[Items listed in a dataset]
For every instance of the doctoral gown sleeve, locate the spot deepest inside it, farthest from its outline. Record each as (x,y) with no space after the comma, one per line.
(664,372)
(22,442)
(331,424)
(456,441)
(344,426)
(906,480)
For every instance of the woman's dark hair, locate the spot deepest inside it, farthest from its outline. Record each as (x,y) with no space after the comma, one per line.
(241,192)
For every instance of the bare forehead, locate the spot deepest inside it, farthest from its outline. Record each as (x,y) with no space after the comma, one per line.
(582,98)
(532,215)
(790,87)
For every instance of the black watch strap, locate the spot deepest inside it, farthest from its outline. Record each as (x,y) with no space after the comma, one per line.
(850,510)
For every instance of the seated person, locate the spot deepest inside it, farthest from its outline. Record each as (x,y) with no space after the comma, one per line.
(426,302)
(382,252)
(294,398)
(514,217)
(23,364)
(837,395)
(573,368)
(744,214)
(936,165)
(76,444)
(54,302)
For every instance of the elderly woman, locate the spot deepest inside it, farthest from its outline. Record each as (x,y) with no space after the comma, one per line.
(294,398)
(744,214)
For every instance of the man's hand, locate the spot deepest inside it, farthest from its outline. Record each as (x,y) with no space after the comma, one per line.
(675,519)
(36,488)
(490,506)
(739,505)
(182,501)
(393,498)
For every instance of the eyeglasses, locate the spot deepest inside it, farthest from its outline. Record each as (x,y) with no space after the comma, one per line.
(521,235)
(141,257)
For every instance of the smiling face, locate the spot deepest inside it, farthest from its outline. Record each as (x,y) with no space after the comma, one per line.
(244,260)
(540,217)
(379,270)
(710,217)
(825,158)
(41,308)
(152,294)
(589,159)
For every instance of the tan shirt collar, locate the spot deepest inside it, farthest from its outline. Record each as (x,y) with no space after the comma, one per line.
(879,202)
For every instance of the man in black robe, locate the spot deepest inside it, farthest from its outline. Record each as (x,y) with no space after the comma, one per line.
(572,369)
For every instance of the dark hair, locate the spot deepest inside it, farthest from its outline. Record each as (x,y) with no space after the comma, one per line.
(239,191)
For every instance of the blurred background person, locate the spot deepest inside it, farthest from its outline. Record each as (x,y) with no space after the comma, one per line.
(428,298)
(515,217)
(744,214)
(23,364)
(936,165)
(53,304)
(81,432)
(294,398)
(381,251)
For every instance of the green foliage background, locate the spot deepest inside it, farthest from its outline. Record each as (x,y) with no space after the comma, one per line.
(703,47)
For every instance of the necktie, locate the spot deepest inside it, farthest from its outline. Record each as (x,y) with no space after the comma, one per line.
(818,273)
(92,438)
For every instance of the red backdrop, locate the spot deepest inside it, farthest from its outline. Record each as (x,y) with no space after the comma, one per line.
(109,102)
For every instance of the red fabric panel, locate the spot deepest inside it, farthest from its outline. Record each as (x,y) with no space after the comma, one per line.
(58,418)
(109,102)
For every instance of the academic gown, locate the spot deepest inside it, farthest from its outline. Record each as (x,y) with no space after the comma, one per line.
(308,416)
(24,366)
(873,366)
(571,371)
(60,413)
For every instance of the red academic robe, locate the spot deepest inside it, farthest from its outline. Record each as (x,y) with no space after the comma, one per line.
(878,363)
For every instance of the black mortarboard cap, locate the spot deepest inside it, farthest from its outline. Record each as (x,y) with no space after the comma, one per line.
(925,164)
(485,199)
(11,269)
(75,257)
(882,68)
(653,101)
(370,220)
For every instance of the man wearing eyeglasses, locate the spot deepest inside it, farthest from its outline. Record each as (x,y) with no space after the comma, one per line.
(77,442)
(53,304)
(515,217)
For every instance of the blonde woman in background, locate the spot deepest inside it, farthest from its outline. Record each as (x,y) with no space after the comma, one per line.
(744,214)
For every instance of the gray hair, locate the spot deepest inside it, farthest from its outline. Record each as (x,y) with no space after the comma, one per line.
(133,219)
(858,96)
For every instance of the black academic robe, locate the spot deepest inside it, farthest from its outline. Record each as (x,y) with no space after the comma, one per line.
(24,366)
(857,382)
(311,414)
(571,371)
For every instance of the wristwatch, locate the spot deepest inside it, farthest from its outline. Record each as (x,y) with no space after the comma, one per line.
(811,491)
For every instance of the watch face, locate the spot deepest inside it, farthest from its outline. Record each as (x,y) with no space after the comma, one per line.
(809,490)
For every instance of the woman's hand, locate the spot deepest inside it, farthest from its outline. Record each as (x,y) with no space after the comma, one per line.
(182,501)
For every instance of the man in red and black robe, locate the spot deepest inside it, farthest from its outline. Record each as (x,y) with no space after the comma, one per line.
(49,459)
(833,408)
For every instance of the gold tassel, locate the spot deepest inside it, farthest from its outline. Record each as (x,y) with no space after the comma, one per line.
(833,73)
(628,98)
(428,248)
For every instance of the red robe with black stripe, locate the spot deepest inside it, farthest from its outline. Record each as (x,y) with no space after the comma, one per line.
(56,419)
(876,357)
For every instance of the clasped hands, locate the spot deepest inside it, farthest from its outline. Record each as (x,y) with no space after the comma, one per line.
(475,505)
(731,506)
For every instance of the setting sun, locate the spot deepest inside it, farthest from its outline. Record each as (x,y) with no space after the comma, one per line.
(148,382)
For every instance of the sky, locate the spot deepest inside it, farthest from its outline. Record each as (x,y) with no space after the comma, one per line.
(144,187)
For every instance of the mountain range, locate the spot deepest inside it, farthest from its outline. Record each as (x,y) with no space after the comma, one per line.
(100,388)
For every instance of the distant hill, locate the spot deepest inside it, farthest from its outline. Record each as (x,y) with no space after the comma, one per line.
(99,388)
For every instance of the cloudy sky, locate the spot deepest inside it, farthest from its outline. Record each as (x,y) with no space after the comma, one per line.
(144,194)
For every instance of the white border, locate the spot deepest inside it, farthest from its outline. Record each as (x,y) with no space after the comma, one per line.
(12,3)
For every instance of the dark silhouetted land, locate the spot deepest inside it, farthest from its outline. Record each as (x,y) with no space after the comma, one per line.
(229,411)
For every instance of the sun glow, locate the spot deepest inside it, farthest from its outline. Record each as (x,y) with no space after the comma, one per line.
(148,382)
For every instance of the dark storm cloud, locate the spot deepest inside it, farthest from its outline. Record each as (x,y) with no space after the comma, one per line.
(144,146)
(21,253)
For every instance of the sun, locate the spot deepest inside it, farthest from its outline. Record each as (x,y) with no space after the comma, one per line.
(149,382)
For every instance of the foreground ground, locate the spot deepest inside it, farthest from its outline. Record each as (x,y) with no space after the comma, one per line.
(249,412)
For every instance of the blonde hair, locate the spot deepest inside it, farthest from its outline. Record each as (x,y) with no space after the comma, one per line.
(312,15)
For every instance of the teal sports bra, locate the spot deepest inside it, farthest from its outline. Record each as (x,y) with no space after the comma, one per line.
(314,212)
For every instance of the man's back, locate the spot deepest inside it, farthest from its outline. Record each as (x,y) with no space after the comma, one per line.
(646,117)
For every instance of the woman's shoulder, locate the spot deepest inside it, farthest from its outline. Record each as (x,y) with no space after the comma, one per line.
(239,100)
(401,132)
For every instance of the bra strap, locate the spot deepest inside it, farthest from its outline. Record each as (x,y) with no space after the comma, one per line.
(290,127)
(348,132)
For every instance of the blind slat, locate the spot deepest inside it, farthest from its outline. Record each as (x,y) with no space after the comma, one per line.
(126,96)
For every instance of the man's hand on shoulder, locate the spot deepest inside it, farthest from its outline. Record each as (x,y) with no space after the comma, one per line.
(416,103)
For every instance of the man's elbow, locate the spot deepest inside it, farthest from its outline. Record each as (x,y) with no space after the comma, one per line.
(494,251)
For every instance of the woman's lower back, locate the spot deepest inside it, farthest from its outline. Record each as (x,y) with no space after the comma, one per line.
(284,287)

■ **WORK INSTRUCTIONS**
Retype the entries shown above. Keep every word exactly as it is.

■ **EXERCISE RESULT**
For every instance of the doctoral gown sleeve, locate the spot deepest inside it, farthest from its outline. Record each as (x,y) with no space after the comma, one per line.
(664,372)
(22,442)
(331,424)
(456,441)
(344,426)
(906,480)
For every instance of the woman's dark hair, locate the spot deepest inside it, farthest from its outline. Record each as (x,y) with no space after the comma, one per line.
(241,192)
For every instance of the bare forehead, locate the spot deepest inside it, farthest from its outline. Record each as (x,y) with no space after the comma, one per line.
(582,98)
(532,215)
(790,87)
For every instance of the black watch strap, locate the spot deepest inside it, farthest from its outline. Record each as (x,y) with no space after the comma, one per line.
(850,510)
For every instance of the seated person, locate the spot deepest inside it, farthest from its outline. Record each as (x,y) with no space after the comma, one per line.
(426,302)
(382,252)
(294,398)
(514,217)
(23,364)
(837,395)
(573,368)
(744,214)
(936,165)
(76,444)
(54,302)
For every instance of the elderly woman, locate the spot deepest inside it, farthest from its outline. Record each as (x,y) with no space after the comma, one per line.
(294,398)
(744,214)
For every instance of the man's hand, locate the spot deepest inside it, farthest from its outline. Record each as (x,y) with no space after the comma, one per line.
(675,519)
(36,488)
(490,506)
(739,505)
(182,501)
(393,498)
For every instance of the eyeglasses, locate the spot deepest inside it, farthest from its outline. Record each as (x,y) with no space after the comma, one per line.
(521,235)
(141,257)
For every instance of the smiling face, locate the spot deepest inside it, farthest from its outline. Record each as (x,y) with no space after the comma, one per line.
(244,260)
(540,217)
(379,270)
(710,217)
(825,158)
(41,308)
(152,294)
(589,159)
For every instance of the tan shirt collar, locate the spot deepest inside it, farthest from its outline. Record each as (x,y) with no space after the comma, one per line.
(879,202)
For every instance of the man in black robe, locate the spot deepest inside it, farthest from its outline. Record each as (x,y) with no space after the comma, one per line.
(572,369)
For every instance of the dark hair, locate the spot deepest inside it, farthest from its outline. Record each as (x,y) with no space after the comma, one per line.
(239,191)
For every instance of the blurred background person, locate the spot deepest inside it, farthest from its outline. Record each as (x,y) with no space after the comma, one per line.
(428,298)
(515,217)
(744,214)
(23,364)
(936,165)
(53,304)
(81,432)
(294,398)
(381,251)
For every instance of the green foliage background, locate the spot deepest inside it, farthest from its outline. Record each as (x,y) with no space after the comma, one per line.
(703,47)
For every instance of the necktie, locate the spot deepest inside it, farthest from its outline. Record each as (x,y) with no space after the comma, one per line.
(818,273)
(92,438)
For every instance of the red backdrop, locate the spot deepest inside it, farthest from its outline. Record each as (x,y) with no space after the comma, one per line.
(109,102)
For every instance of the red fabric panel, locate the spot deepest inside it, farthest from its outline. Record each as (x,y) with no space after the comma, one per line.
(58,418)
(109,102)
For every instance of the academic gown, locate the spot deepest inside it, farthest from its outline. Record each as (x,y) with no space after the comma, one per line.
(308,416)
(24,366)
(873,366)
(571,371)
(60,413)
For every instance of the red academic robe, locate the spot deepest inside it, farthest from its outline. Record each as (x,y) with no space after the comma, one per line.
(878,363)
For every instance of the black mortarboard cap, locate the spot deepest inside it, farthest from its outline. Record each as (x,y) with no space after the comma, one per line.
(925,164)
(485,199)
(11,269)
(75,257)
(882,68)
(653,101)
(370,220)
For every instance of the man wearing eyeglasses, locate the spot deepest inside it, farthest from its outline. Record each as (x,y) with no space after the comma, one per line.
(77,442)
(53,304)
(515,217)
For every instance of the blonde woman in background, locate the spot deepest inside it, farthest from its outline. Record each as (x,y) with no space after the comma, one per line.
(744,214)
For every instance of the gray hair, locate the spot deepest inside it, farthest from its outline. Record each as (x,y) with no space after the comma, one per line.
(133,219)
(858,96)
For every instance of the black academic robe, locate the spot deepest inside it, farthest from its outline. Record each as (x,y) with no space after the comma, one per line.
(24,366)
(857,382)
(311,414)
(571,371)
For every instance of the wristwatch, locate the spot deepest inside it, farthest from its outline. Record each as (x,y) with no space after the comma, one per line.
(811,491)
For every instance of the watch face, locate the spot deepest inside it, farthest from its outline. Record each as (x,y) with no space after the comma, one per line.
(809,490)
For every instance of the woman's hand, locate the spot deepest inside it, farthest from its outline. Record each as (x,y) with no space after the comma, one per line.
(182,501)
For every instance of the man in red and black robe, locate the spot deepest inside it, farthest from its outline. Record each as (x,y) with no space after the comma, one per line.
(49,459)
(833,408)
For every instance of the gold tassel, locate the spot deepest inside it, farthest from its outline. Record each as (x,y) with no space after the comma, one per line.
(833,73)
(628,98)
(428,248)
For every instance of the red robe with black stripe, locate the spot deepest inside it, farthest from its outline. Record each as (x,y) with no space after the comma, one per line.
(56,419)
(876,357)
For every instance of the clasped hands, locate the spot deepest inside it, farthest from its outline. Record each as (x,y) with no space after the comma, one per line.
(475,505)
(731,506)
For every instance of the setting sun, locate the spot deepest inside it, farthest from its outline. Record each as (x,y) with no space after the comma, one per line.
(148,382)
For every instance of the sky, locate the spot deepest inside it, farthest from its outline. Record each as (x,y) with no space after the comma, one per line.
(144,187)
For every instance of the mountain range, locate the spot deepest inside it, farthest from its outline. Record each as (x,y) with no space after the comma, one per line.
(100,388)
For every instance of the distant hill, locate the spot deepest inside it, farthest from its outline. Record each as (x,y) with no space after the comma, one per line.
(99,388)
For every instance of the cloudy sky, locate the spot deepest inside it, farthest from its outline. Record each as (x,y) with no space after the comma, one per line.
(144,194)
For every instance of the white border, locate the spot deepest inside it, farthest from its outline. Record each as (x,y) with no space after the comma, one per line.
(12,3)
For every instance of the dark silhouetted land, locate the spot deepest inside it, farthest from its outline. Record each as (x,y) with no space after the comma, one per line.
(229,411)
For every instance of the sun glow, locate the spot deepest inside it, farthest from its outline. Record each as (x,y) with no space after the comma, one per line.
(148,382)
For every instance of the dark storm cloud, locate the spot deepest inside it, farthest from its outline. Record each as (x,y) with no space after the comma, one per line.
(144,146)
(21,253)
For every instance of the sun, locate the spot deepest inside it, farthest from its outline. Record each as (x,y) with no space after the comma, one per line.
(149,382)
For every instance of the foreground ground, locate the spot deepest inside it, farthest from its outline. Record each as (x,y) with no space after the comma, one per line.
(249,412)
For every instance of the blonde hair, locate the spot deepest inside it, farthest from its outline. Record each as (x,y) with no space after the comma, one per line.
(312,15)
For every instance of the teal sports bra, locate the spot deepest inside it, farthest from its outline. Record each as (x,y) with no space after the comma, one per line.
(314,212)
For every instance of the man's back, locate the spot deepest inside it, farthest from its outline. Record each as (x,y) with no space after the comma, one per line.
(646,117)
For every instance of the woman's shoulder, locate the spot deepest inside it, farthest from its outline. Record each as (x,y) with no space after the comma, one per line.
(239,100)
(401,132)
For every instance of the bra strap, locate the spot deepest inside it, farthest from its outline. Record each as (x,y) with no space after the comma, one per line.
(290,127)
(348,132)
For every instance of the blind slat, locate the spot deepest inside it, farthest from its outline. Record each as (x,y) with no space after the comma, one per line.
(126,96)
For every instance of the man's hand on shoulder, locate the spot deepest inside it, farthest from its outline. Record each as (x,y) with no space after the comma, one per line.
(416,103)
For every instance of the man's elbow, locate the spot deepest inside it, farthest from its outline. Record each as (x,y) with no space after the comma, one per line.
(494,251)
For every instance of the woman's lower back, locate the spot deepest inside it, farthest from its outline. Record each as (x,y) with no space after the comma, one per line.
(284,287)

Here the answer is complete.